• [Required work]:
Could you reproduce word for word the lines of the entries below, from the line with "Thanks for the photo. Could you please mark the concrete" through the end of the entries, leaving out the pictures?

• [Data for this exercise]:
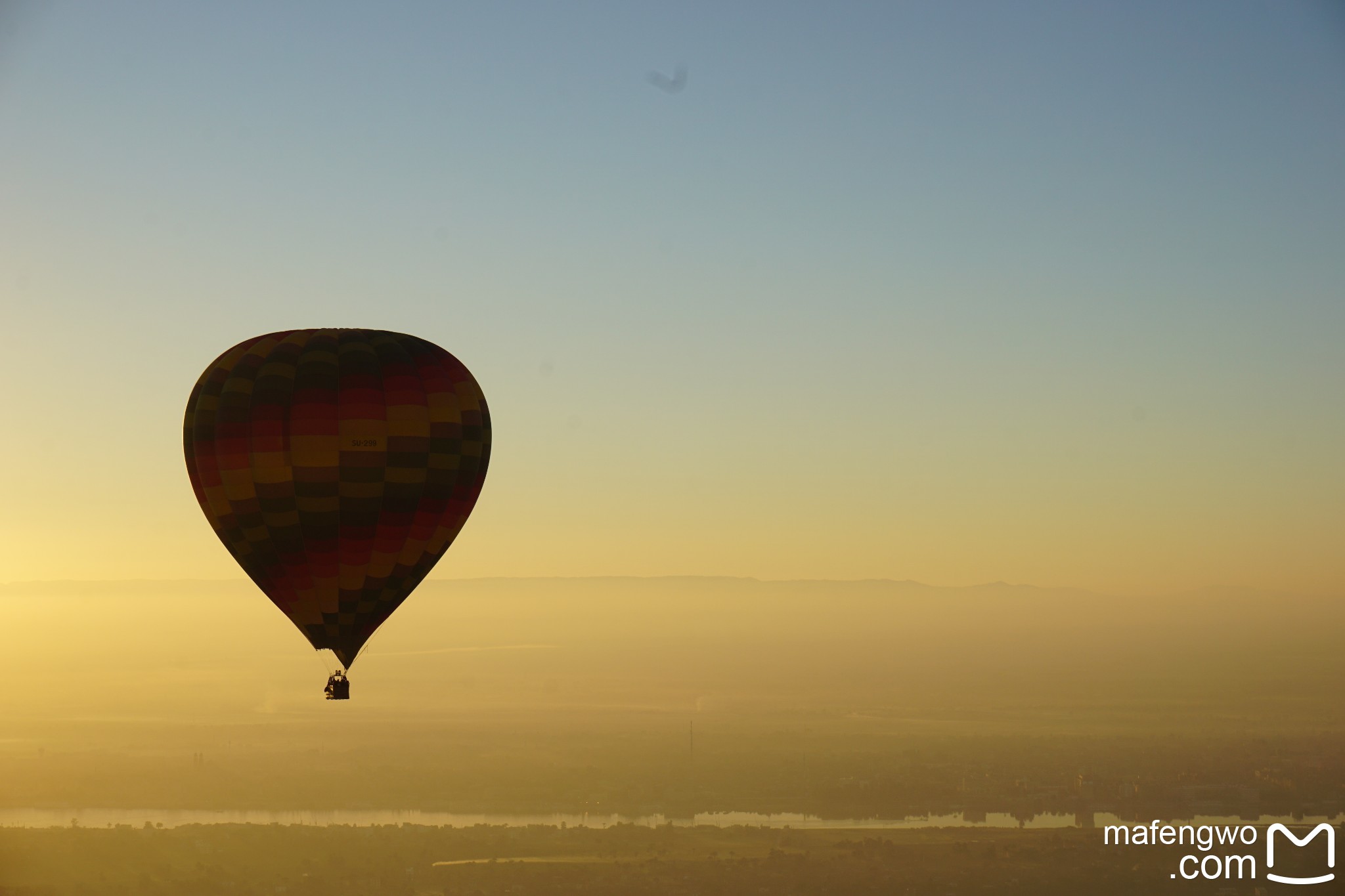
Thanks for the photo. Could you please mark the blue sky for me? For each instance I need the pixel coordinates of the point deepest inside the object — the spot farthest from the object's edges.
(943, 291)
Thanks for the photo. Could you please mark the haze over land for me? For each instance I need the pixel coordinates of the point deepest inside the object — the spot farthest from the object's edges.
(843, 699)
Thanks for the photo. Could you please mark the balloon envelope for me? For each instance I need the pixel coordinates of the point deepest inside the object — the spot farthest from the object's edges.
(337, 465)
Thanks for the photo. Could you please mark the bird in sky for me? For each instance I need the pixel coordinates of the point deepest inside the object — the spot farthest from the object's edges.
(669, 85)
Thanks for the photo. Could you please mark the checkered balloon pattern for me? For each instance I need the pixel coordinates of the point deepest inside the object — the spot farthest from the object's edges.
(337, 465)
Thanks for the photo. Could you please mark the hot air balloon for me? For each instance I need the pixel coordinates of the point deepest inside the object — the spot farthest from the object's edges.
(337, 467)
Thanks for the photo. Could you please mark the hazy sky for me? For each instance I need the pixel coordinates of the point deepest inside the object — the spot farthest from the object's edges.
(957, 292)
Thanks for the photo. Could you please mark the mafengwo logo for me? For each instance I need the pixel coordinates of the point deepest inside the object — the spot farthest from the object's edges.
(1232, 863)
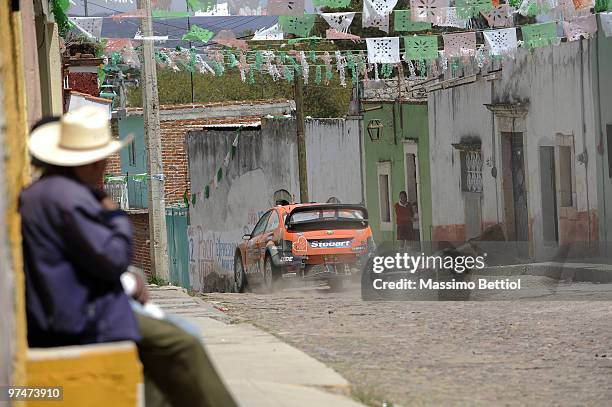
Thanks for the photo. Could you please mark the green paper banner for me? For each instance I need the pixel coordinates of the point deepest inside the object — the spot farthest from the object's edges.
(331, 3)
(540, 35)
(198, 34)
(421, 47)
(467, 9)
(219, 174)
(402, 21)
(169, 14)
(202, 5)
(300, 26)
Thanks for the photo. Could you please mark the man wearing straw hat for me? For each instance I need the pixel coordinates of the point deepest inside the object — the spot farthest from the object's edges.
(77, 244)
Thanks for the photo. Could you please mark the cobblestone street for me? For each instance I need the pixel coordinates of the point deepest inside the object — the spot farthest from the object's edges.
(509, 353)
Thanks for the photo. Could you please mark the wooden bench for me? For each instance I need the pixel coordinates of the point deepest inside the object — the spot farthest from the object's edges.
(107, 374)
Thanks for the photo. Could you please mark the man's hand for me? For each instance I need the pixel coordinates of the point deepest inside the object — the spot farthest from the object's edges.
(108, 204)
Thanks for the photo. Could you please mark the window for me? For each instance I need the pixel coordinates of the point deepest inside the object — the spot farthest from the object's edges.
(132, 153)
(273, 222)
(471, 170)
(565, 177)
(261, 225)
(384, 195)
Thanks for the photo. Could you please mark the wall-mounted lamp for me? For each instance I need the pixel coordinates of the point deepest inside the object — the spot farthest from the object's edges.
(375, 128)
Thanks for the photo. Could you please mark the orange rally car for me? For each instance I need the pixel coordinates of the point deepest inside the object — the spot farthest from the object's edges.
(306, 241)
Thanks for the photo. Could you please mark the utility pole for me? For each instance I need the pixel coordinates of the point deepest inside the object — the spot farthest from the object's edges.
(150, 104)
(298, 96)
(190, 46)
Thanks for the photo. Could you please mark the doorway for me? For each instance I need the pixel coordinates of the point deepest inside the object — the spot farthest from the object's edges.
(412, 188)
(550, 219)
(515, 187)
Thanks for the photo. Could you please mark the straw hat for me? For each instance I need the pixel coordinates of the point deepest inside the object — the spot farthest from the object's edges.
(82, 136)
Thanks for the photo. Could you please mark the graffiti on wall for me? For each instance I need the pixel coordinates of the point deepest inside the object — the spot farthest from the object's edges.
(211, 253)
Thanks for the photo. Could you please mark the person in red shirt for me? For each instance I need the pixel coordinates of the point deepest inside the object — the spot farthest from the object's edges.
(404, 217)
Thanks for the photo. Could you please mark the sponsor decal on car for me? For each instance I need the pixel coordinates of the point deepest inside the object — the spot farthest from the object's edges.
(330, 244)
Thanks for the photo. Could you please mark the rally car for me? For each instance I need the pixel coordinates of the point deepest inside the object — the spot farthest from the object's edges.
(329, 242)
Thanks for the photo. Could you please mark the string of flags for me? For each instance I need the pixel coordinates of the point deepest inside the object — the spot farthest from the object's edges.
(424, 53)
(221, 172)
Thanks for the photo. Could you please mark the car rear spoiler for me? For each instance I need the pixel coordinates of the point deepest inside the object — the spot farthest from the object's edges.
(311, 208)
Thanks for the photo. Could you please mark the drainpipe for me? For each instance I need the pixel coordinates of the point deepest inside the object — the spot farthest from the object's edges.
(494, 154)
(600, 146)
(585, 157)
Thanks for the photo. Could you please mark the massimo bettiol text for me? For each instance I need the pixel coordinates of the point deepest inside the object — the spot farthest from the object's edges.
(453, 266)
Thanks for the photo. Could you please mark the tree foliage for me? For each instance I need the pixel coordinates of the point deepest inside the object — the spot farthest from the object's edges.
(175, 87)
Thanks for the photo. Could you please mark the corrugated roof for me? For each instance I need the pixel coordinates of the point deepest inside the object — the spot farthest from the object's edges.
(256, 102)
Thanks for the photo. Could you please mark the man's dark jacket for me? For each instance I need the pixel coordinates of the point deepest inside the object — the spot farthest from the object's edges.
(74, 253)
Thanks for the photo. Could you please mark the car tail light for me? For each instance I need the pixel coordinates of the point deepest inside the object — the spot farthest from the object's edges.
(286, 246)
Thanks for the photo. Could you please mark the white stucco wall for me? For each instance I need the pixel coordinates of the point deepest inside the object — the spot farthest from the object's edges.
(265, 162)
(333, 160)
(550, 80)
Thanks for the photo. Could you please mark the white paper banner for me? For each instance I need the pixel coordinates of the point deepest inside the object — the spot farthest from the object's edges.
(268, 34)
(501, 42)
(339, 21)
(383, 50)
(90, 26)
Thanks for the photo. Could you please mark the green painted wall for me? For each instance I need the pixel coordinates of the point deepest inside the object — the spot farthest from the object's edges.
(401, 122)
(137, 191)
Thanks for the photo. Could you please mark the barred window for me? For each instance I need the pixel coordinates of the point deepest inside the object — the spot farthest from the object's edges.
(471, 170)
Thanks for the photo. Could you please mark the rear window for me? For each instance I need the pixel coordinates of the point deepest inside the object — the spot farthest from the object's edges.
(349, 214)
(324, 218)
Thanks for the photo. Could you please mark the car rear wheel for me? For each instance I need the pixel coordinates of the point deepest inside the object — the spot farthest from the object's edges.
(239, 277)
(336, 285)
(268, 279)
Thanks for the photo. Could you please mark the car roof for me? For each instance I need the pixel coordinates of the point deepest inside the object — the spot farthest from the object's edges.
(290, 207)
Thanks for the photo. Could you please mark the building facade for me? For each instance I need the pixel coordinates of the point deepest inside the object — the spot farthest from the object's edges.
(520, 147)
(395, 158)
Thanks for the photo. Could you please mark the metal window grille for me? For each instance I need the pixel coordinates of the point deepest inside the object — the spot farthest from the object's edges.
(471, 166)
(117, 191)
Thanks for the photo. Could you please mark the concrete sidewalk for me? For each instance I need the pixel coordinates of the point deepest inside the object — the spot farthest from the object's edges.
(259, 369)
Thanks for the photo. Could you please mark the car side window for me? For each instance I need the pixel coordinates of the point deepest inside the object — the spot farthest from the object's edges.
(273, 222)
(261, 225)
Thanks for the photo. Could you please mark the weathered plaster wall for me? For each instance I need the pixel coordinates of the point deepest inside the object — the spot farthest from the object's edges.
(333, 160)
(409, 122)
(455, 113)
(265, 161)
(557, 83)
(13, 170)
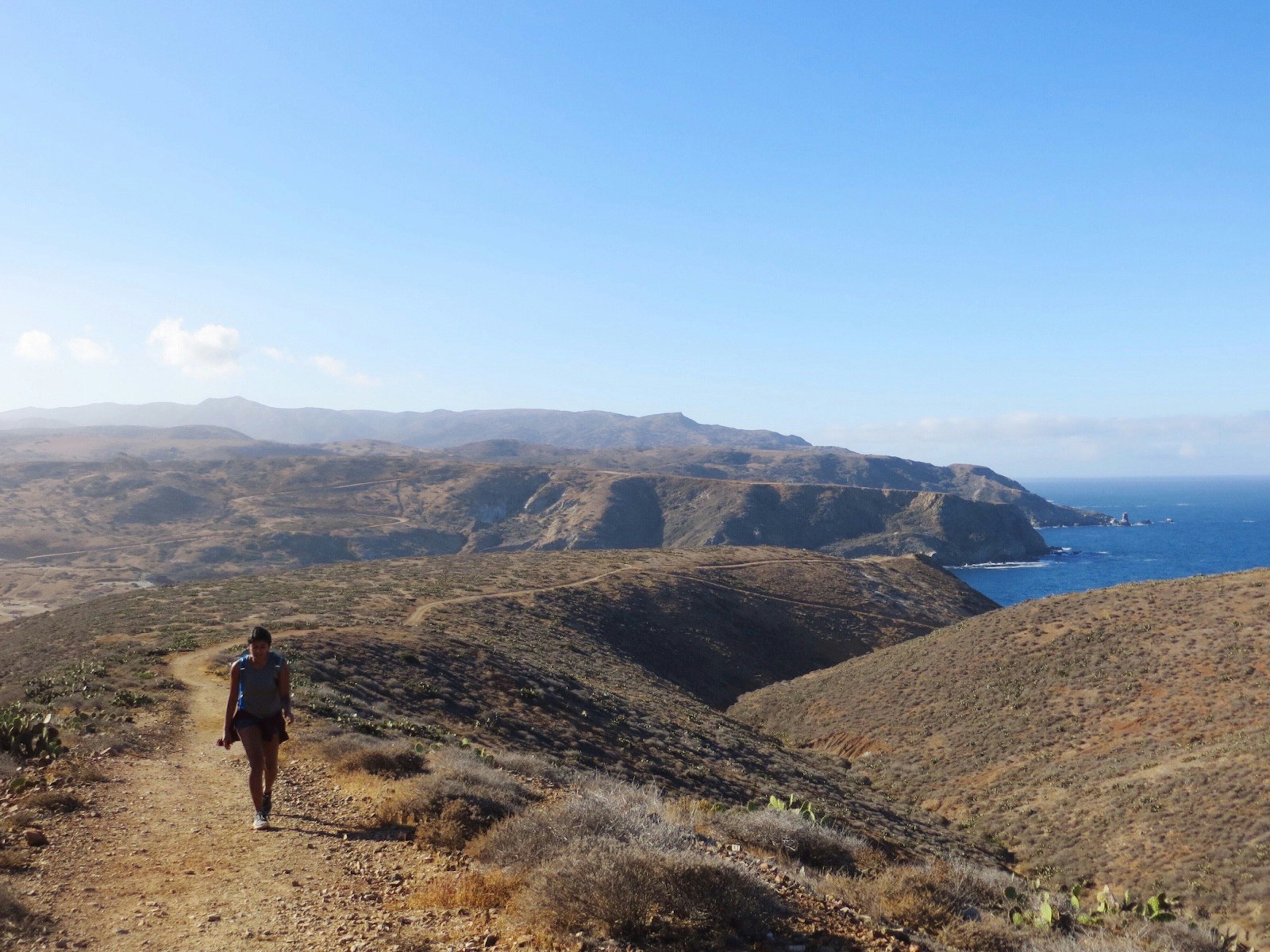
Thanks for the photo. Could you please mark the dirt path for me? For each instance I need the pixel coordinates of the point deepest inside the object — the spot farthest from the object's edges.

• [Finished task]:
Thanks for the photo. Could you please mark the concrete sidewalk for me? For each instance I need the pixel coordinates of the point deepest inside the object — the spot farthest from the object's edges.
(259, 369)
Thanks for the photo. Could you please mark the car side window for me? For each instance I need the pixel coordinates of the point deepest inside the object — the spot farthest from the object's edges.
(273, 222)
(261, 225)
Thanks for the photo. Could you please mark the weathered plaster wall for me? For each instance I need the pixel coordinates of the point deepest inside the object — the spot farthest from the object's edges.
(333, 160)
(409, 122)
(455, 113)
(265, 161)
(557, 83)
(13, 170)
Thanks for the photo. Could you please mark the dirt path for me? For each instance I need the pixel coordinates of the point deepest inside the object — the spot farthest from the object's edges.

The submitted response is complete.